Locate each line in the records below that contains the word "anywhere" and copy every such line in full.

> [Data records]:
- - -

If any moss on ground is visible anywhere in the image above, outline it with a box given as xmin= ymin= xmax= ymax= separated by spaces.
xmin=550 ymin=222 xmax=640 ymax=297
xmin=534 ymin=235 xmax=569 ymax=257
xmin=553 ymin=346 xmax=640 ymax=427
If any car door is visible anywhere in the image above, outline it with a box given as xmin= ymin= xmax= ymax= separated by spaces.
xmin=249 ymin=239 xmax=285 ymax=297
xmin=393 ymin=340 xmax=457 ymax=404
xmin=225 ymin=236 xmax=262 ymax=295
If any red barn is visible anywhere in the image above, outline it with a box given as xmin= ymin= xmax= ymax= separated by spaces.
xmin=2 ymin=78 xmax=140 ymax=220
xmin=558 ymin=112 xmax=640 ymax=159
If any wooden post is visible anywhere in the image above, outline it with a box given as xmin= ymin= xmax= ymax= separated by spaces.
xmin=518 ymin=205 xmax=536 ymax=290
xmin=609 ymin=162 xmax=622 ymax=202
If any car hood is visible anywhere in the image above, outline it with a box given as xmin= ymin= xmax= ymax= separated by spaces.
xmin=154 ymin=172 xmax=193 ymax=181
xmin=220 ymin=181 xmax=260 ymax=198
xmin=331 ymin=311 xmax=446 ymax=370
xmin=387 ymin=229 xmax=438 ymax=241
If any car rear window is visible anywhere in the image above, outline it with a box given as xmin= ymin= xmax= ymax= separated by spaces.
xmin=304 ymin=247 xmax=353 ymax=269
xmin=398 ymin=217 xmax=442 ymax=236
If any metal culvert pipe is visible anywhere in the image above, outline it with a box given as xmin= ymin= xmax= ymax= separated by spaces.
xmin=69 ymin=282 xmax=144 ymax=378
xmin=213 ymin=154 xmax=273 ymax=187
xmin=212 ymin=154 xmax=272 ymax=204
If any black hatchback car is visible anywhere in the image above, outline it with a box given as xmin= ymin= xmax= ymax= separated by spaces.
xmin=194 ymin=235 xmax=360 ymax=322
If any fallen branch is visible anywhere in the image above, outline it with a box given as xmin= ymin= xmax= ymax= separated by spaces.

- - -

> [Exercise answer]:
If any moss on ground is visible anywhere in the image above, outline it with a box given as xmin= ymin= xmax= ymax= separated by spaces.
If any car door is visible anywhere in the image above, outline it with a box given as xmin= ymin= xmax= ymax= separated by spaces.
If any red barn is visible anywhere in the image above, outline it with a box given as xmin= ymin= xmax= ymax= separated by spaces.
If any wooden post is visible anywhere in the image above, outline it with a box given as xmin= ymin= xmax= ymax= separated by spaces.
If any car hood is visible anywhere in the image above, outline it with a box given as xmin= ymin= xmax= ymax= separated by spaces.
If any car rear window is visible anywhere in the image above, outline it with a box given as xmin= ymin= xmax= ymax= separated by spaces.
If any metal culvert pipe is visible anywhere in the image above, outline it with a box given as xmin= ymin= xmax= ymax= separated by spaces.
If any black hatchback car is visible anywhere in the image above, outline it with a box given as xmin= ymin= xmax= ymax= separated by spaces.
If any fallen branch is visible anywhere in the image above, outline it with a box given as xmin= ymin= xmax= ymax= separated by spaces.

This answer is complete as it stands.